-- Start PROVIDED ENTRIES --

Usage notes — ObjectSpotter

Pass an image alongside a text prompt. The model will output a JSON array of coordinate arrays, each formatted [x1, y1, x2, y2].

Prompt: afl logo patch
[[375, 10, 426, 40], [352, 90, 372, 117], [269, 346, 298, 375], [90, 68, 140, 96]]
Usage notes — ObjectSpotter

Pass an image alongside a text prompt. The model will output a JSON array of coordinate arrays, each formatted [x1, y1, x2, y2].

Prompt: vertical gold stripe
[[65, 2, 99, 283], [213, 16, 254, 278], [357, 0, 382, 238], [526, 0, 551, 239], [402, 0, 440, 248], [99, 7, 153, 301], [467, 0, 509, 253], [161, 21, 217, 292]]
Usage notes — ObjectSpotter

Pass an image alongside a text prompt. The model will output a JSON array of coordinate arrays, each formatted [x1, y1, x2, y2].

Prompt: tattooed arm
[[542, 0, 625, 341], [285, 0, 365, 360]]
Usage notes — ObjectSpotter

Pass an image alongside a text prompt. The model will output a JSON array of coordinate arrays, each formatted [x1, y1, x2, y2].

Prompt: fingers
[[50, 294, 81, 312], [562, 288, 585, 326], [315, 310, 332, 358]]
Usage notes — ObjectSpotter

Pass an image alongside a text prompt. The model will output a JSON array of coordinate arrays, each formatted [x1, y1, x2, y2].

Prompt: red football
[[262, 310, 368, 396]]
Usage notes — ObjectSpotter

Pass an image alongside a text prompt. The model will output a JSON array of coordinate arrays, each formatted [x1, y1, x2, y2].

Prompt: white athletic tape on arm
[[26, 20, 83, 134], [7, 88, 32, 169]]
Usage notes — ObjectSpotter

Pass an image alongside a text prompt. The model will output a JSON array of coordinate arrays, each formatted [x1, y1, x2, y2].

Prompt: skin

-- End PROVIDED ENTRIES --

YOUR OBJECTIVE: Give every line of the records above as a JSON list of strings, one string per line, leaving out blank lines.

RESPONSE:
[
  "Usage notes — ObjectSpotter",
  "Pass an image alongside a text prompt. The model will output a JSON array of coordinate arrays, each formatted [x1, y1, x2, y2].",
  "Prompt: afl logo patch",
  "[[375, 10, 426, 40], [352, 90, 372, 117], [269, 346, 298, 375], [90, 68, 140, 96]]",
  "Usage notes — ObjectSpotter",
  "Pass an image alongside a text prompt. The model will output a JSON array of coordinate arrays, each formatted [x1, y1, x2, y2].",
  "Prompt: vertical gold stripe",
  "[[65, 2, 99, 283], [213, 16, 254, 278], [357, 0, 382, 238], [526, 0, 551, 239], [402, 0, 440, 248], [99, 7, 153, 301], [467, 0, 509, 253], [161, 21, 217, 292]]",
  "Usage notes — ObjectSpotter",
  "Pass an image alongside a text prompt. The model will output a JSON array of coordinate arrays, each formatted [x1, y1, x2, y2].",
  "Prompt: tattooed arm",
  "[[542, 0, 625, 341], [285, 0, 365, 360]]",
  "Usage notes — ObjectSpotter",
  "Pass an image alongside a text prompt. The model will output a JSON array of coordinate arrays, each formatted [x1, y1, x2, y2].",
  "Prompt: fingers",
  "[[50, 294, 81, 312], [562, 288, 585, 326], [315, 310, 332, 358]]",
  "Usage notes — ObjectSpotter",
  "Pass an image alongside a text prompt. The model will output a JSON array of coordinate arrays, each formatted [x1, y1, x2, y2].",
  "Prompt: red football",
  "[[262, 310, 368, 396]]",
  "Usage notes — ObjectSpotter",
  "Pass an image alongside a text prompt. The model will output a JSON array of coordinate arrays, each formatted [x1, y1, x2, y2].",
  "Prompt: white athletic tape on arm",
  "[[26, 20, 83, 134], [7, 88, 32, 169]]",
  "Usage notes — ObjectSpotter",
  "Pass an image alongside a text prompt. The model will output a JSON array of coordinate arrays, each formatted [x1, y1, x2, y2].",
  "Prompt: skin"
]